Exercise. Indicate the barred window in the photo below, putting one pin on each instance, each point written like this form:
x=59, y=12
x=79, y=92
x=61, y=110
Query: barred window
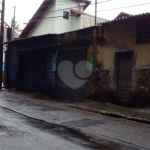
x=65, y=15
x=143, y=32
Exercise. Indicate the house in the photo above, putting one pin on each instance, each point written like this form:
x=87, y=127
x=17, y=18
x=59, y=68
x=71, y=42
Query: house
x=45, y=63
x=118, y=50
x=124, y=60
x=55, y=17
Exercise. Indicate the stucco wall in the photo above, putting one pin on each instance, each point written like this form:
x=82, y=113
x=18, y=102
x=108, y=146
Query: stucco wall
x=53, y=22
x=122, y=37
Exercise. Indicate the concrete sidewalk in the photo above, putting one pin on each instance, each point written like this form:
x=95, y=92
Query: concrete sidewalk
x=135, y=114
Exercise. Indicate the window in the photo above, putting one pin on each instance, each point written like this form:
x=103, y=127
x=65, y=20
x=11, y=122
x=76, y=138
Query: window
x=143, y=32
x=65, y=15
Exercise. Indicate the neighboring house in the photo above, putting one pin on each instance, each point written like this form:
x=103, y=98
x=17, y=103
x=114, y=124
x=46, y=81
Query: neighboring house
x=58, y=17
x=122, y=69
x=122, y=15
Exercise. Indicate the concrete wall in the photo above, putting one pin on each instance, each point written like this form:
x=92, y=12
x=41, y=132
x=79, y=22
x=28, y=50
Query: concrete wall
x=53, y=22
x=122, y=37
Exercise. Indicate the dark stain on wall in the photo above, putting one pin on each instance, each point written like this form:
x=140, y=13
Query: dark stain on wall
x=98, y=86
x=141, y=94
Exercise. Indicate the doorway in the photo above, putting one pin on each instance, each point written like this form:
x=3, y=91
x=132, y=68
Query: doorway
x=123, y=75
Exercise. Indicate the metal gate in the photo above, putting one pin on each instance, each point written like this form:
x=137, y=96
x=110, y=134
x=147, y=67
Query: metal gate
x=68, y=84
x=32, y=72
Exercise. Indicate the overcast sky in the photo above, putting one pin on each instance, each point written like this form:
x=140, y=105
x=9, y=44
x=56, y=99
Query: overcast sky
x=26, y=8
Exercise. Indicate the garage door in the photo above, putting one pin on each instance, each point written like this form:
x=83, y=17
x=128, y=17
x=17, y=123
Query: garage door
x=70, y=64
x=32, y=72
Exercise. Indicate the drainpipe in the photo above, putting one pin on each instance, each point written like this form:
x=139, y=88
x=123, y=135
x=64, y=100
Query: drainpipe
x=1, y=41
x=95, y=56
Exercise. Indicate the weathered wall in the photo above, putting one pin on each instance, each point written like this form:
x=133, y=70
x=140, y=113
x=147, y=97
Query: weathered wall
x=122, y=37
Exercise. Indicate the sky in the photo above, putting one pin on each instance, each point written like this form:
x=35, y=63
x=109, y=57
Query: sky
x=107, y=9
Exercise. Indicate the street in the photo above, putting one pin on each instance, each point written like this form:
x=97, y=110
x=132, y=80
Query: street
x=28, y=123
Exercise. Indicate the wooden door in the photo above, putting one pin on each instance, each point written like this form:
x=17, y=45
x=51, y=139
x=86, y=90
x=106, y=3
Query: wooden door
x=123, y=75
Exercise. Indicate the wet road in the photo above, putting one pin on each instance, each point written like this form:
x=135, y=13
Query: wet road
x=27, y=123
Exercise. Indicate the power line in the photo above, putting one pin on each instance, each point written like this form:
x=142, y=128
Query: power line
x=38, y=14
x=90, y=12
x=123, y=7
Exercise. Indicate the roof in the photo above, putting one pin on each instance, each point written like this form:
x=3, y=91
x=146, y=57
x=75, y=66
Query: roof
x=127, y=18
x=123, y=14
x=41, y=10
x=76, y=12
x=35, y=18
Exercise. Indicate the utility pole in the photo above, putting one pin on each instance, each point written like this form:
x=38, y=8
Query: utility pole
x=1, y=41
x=95, y=12
x=14, y=23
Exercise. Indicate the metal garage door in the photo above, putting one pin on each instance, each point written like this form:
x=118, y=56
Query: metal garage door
x=68, y=82
x=32, y=72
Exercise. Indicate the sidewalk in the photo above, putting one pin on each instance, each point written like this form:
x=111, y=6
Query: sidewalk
x=135, y=114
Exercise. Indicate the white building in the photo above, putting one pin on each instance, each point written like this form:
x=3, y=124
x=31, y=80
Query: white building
x=59, y=16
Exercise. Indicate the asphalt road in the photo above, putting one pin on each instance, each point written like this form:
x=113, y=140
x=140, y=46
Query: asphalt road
x=31, y=124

━━━━━━━━━━━━━━━━

Work to complete =>
The material above must be set down word for word, with no picture carried over.

Solution to this problem =>
Exercise. Indicate the barred window in the photo below, putting one pin on each instance, each point written like this form:
x=59, y=12
x=79, y=92
x=61, y=110
Query: barred window
x=65, y=15
x=143, y=32
Exercise. Indicate the house in the photo above, putting one pin on each instance, each point written like this form:
x=87, y=127
x=17, y=18
x=59, y=68
x=71, y=42
Query: house
x=45, y=63
x=118, y=50
x=124, y=60
x=55, y=17
Exercise. Indicate the stucco wall in the photo above, putting one pin on each instance, each point written like this form:
x=82, y=113
x=18, y=102
x=108, y=146
Query: stucco wall
x=53, y=22
x=122, y=37
Exercise. Indicate the concrete sidewalk in the photo above, putting one pin on each instance, each point written like this form:
x=95, y=92
Query: concrete sidewalk
x=135, y=114
Exercise. Indicate the window in the photo above, putting one pin on each instance, each point written like this form:
x=103, y=127
x=65, y=20
x=11, y=122
x=76, y=138
Query: window
x=143, y=32
x=65, y=15
Exercise. Indicate the neighboring house in the photo above, putting one pin on each instance, each point written like this form:
x=103, y=98
x=17, y=103
x=114, y=124
x=46, y=81
Query: neighboring house
x=58, y=17
x=122, y=69
x=122, y=15
Exercise. Indicate the concrete wall in the photo above, putting one pin on each instance, each point written like this form:
x=92, y=12
x=41, y=132
x=79, y=22
x=28, y=50
Query: concrete wall
x=53, y=22
x=122, y=37
Exercise. Indicate the dark stain on wall in the photo above, putting one pin on each instance, each point written like this form:
x=140, y=13
Query: dark stain on wall
x=98, y=86
x=141, y=94
Exercise. Indicate the doorway in the photo above, putting one pin on each instance, each point written like this form:
x=3, y=91
x=132, y=68
Query: doorway
x=123, y=75
Exercise. Indicate the metal gate in the photo above, putting one pin on each instance, each point written like this form:
x=137, y=96
x=110, y=134
x=147, y=67
Query: metal gate
x=68, y=84
x=32, y=72
Exercise. Indicate the overcast sky in the photo above, putting one pin on each instance, each point written like this form:
x=140, y=105
x=9, y=44
x=56, y=99
Query: overcast sky
x=26, y=8
Exercise. Indicate the garage door in the photo above, putting one pin on each instance, each point written like this form:
x=83, y=17
x=128, y=17
x=17, y=123
Query: garage door
x=70, y=64
x=32, y=72
Exercise. Indicate the drainpipe in the photo above, putting one pin on each instance, each point written like this form:
x=139, y=88
x=123, y=135
x=64, y=100
Query: drainpipe
x=1, y=41
x=95, y=56
Exercise. Indicate the weathered wall in the photo above, putting one pin on each instance, each point written like this form:
x=133, y=70
x=140, y=113
x=147, y=97
Query: weathered wall
x=122, y=37
Exercise. Indicate the sky in the photo above, putting one pin on each instance, each point written like this form:
x=35, y=63
x=109, y=57
Query: sky
x=107, y=9
Exercise. Indicate the street in the photo above, putting one pin on each instance, each point written like this form:
x=97, y=110
x=132, y=80
Query: street
x=28, y=123
Exercise. Indicate the wooden door in the photo above, putting one pin on each instance, each point written like this form:
x=17, y=45
x=51, y=139
x=86, y=90
x=106, y=3
Query: wooden door
x=123, y=75
Exercise. Indicate the wet road in the photo above, putting one pin on each instance, each point written like this form:
x=135, y=13
Query: wet road
x=27, y=123
Exercise. Indicate the power line in the photo above, putting one pin on each instance, each point written like this form:
x=142, y=128
Query: power line
x=38, y=14
x=90, y=12
x=123, y=7
Exercise. Indicate the roof in the photo above, putting one pin on each instance, each point written like this form:
x=3, y=91
x=146, y=57
x=75, y=66
Query: roof
x=127, y=18
x=123, y=14
x=41, y=10
x=76, y=12
x=35, y=18
Exercise. Indicate the utility pole in the photo above, putting one pin on each instance, each point written like this form:
x=38, y=8
Query: utility pole
x=1, y=41
x=95, y=12
x=14, y=23
Exercise. Indicate the metal garage door in the photo above, putting one pin on each instance, each point written like this form:
x=118, y=56
Query: metal garage door
x=68, y=82
x=32, y=72
Exercise. Indicate the sidewalk in the photo above, putting one pin on each instance, each point written like this form:
x=111, y=6
Query: sidewalk
x=135, y=114
Exercise. Indicate the white building in the photo above, putting one pin on each instance, each point written like this form:
x=3, y=124
x=31, y=80
Query: white building
x=59, y=16
Exercise. Indicate the asphalt road in the photo above, putting one pin on each instance, each point written like this form:
x=113, y=140
x=140, y=46
Query: asphalt road
x=31, y=124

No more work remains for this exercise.